==== Passage provided ====

I have read on many discussion boards and in several magazines that there are an alarming number of people with a great deal of experience who are found dead in the water with 1) their regs out of their mouths and 2) their weight belts still attached. These unfortunate people with a heck of a lot of experience fell victim to primal fear apparently. Hyma may be right that the equipment hadn’t failed, but he is ignoring many cases where even very experienced divers undergo a panicked moment where all the experience goes by the side and who are later found with their weight belts still securely around their waists. To say there is no explanation for her to have her equipment working and to have drowned in this way is to be dishonest or plain ignorant about the realities of diving. True we may not fully understand why someone would not remove their weight belt, but that doesn’t change that fact that it happens.
Is she an advanced diver or a rescue diver? 350 dives is a lot of dives, and certainly grounds for questioning a panic attack, especially if her previous instances of panic are recorded at the start of her logbook. This remains a mystery to me. The plaintiffs don’t seem to want to leave even a crack of explanation open, and I am surprised that this went unchallenged given what really happens in the water. If this evidence is by and large the same as the criminal trial, there are still some serious questions about what some experts are asserting, though the possibility is certainly stronger on some points for the prosecution as well.
And Jenni’s testimony :
“Based on the amount of oxygen still in Tyre's tank when she was found, Jenni and other expert witnesses have determined Tyre was underwater for about eight minutes before she stopped breathing.
Divers normally swim about one foot per second while underwater, Jenni said. That is an important calculation when considering what Swain said during his deposition: that after about a five-minute descent to the wrecks together, he set off alone and made one revolution around one of the sunken boats.”

====

**Job:** Transcribe everything in the passage on the diving death from "And Jenni’s testimony" down to "she stopped breathing.". The lines that follow have no connection to the passage on the diving death.

==== Extracted entries ====

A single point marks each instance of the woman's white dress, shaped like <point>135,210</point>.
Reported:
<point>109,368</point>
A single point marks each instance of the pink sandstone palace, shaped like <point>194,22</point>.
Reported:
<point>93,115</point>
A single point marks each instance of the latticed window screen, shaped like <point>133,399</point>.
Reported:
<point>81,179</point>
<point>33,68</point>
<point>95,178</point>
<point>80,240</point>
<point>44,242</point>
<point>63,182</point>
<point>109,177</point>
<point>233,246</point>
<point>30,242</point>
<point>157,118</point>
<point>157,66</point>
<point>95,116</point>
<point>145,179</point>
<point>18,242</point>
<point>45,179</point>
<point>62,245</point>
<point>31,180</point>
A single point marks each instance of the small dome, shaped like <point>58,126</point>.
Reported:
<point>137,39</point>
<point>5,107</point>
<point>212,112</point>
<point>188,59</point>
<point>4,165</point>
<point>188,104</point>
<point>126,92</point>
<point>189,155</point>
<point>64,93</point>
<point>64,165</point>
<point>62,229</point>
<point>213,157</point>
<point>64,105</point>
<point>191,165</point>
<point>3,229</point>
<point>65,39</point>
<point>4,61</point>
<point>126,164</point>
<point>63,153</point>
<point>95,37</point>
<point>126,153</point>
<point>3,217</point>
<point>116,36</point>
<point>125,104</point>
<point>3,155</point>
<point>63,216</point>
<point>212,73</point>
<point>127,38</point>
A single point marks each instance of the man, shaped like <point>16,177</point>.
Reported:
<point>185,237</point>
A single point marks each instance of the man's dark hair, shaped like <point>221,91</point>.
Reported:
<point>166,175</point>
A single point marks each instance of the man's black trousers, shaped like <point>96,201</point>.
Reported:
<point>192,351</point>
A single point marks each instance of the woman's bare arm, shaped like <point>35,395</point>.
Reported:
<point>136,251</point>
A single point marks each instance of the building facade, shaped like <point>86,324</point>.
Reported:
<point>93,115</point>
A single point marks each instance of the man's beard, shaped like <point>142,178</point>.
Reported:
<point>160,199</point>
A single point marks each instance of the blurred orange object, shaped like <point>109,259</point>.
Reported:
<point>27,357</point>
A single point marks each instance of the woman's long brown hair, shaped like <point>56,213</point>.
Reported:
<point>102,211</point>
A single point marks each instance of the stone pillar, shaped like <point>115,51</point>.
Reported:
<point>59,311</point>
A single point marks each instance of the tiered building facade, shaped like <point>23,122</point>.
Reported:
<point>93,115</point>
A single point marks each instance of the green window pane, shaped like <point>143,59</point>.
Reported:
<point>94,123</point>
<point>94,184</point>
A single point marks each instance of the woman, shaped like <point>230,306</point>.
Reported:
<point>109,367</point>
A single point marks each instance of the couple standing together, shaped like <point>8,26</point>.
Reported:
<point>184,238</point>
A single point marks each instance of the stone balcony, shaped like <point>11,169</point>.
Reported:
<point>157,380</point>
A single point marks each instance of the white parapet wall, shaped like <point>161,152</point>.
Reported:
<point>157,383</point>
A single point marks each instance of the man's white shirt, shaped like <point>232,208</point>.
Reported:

====

**Output for this exercise:**
And Jenni’s testimony :
“Based on the amount of oxygen still in Tyre's tank when she was found, Jenni and other expert witnesses have determined Tyre was underwater for about eight minutes before she stopped breathing.